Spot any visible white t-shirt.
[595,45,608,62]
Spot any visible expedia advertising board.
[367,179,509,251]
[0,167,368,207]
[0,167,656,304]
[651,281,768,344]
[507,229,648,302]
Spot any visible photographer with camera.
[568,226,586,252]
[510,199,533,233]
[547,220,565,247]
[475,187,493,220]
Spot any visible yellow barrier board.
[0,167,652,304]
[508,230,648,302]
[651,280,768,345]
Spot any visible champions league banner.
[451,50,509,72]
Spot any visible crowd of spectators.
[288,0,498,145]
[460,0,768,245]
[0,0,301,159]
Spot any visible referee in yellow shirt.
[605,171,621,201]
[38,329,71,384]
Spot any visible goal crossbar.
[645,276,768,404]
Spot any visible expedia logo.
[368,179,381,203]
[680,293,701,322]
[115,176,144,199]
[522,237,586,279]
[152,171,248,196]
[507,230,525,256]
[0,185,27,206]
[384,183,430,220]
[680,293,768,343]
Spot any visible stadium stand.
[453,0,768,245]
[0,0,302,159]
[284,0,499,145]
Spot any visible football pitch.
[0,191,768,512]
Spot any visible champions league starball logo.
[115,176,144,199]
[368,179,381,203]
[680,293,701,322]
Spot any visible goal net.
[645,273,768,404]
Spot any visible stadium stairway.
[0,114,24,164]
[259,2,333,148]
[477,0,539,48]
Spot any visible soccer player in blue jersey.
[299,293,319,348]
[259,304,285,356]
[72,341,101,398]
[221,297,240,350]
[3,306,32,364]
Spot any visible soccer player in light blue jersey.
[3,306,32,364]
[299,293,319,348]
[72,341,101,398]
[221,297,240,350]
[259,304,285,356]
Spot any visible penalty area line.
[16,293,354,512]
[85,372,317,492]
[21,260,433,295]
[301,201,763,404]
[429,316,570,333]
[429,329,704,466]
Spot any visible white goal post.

*Exercise aim*.
Format all the data above as a Markdown table with one row per non-blank line, using a column named Number for the row number and a column named Line for the line itself.

*Correct result*.
| Number | Line |
|---|---|
| 1 | Spot any visible white t-shirt. |
| 2 | [595,45,608,62] |
| 3 | Spot any visible expedia advertising board. |
| 4 | [367,179,509,251] |
| 5 | [0,167,368,207] |
| 6 | [0,167,656,304] |
| 7 | [651,281,768,344] |
| 8 | [507,229,648,302] |
| 9 | Spot any visible photographer with camera. |
| 10 | [568,226,586,252] |
| 11 | [510,199,533,233] |
| 12 | [547,220,565,247] |
| 13 | [475,187,493,220] |
| 14 | Spot any visible yellow barrier board. |
| 15 | [0,167,652,304] |
| 16 | [508,230,648,302] |
| 17 | [651,280,768,345] |
| 18 | Spot any visible champions league banner. |
| 19 | [451,50,509,72] |
| 20 | Spot any visible crowd of spectators. |
| 21 | [288,0,498,145] |
| 22 | [460,0,768,245] |
| 23 | [0,0,301,159] |
| 24 | Spot any visible referee in yellow shirt. |
| 25 | [605,171,621,201] |
| 26 | [38,329,71,384] |
| 27 | Spot any visible goal crossbar. |
| 28 | [645,276,768,404] |
| 29 | Spot any visible expedia logo. |
| 30 | [368,179,381,203] |
| 31 | [680,293,701,322] |
| 32 | [115,176,144,199] |
| 33 | [522,237,586,279] |
| 34 | [152,171,248,196] |
| 35 | [507,230,525,256] |
| 36 | [0,185,27,206] |
| 37 | [384,183,430,220] |
| 38 | [680,293,768,343] |
| 39 | Spot any visible stadium stand. |
| 40 | [453,0,768,245] |
| 41 | [0,0,302,159] |
| 42 | [284,0,499,145] |
| 43 | Spot any visible football pitch. |
| 44 | [0,191,768,512] |
| 45 | Spot any visible champions league starball logo. |
| 46 | [115,176,144,199] |
| 47 | [368,179,381,203] |
| 48 | [680,293,701,322] |
| 49 | Spot any visible goal net. |
| 50 | [645,273,768,404] |
| 51 | Spot any visible stadium stairway. |
| 52 | [0,114,24,164] |
| 53 | [259,2,333,148] |
| 54 | [477,0,539,48] |
| 55 | Spot any visible soccer player in blue jersey. |
| 56 | [299,293,319,348] |
| 57 | [259,304,285,356] |
| 58 | [72,341,101,398] |
| 59 | [221,297,240,350] |
| 60 | [3,306,32,364] |
| 61 | Spot any visible soccer player in light blue jersey. |
| 62 | [3,306,32,364] |
| 63 | [299,293,319,348] |
| 64 | [72,341,101,398] |
| 65 | [221,297,240,350] |
| 66 | [259,304,285,356] |
| 67 | Spot any visible penalty area line. |
| 68 | [16,293,354,512] |
| 69 | [85,372,317,492] |
| 70 | [21,260,433,295] |
| 71 | [301,201,763,404] |
| 72 | [429,316,570,333] |
| 73 | [429,329,704,466] |
| 74 | Spot any visible white goal post. |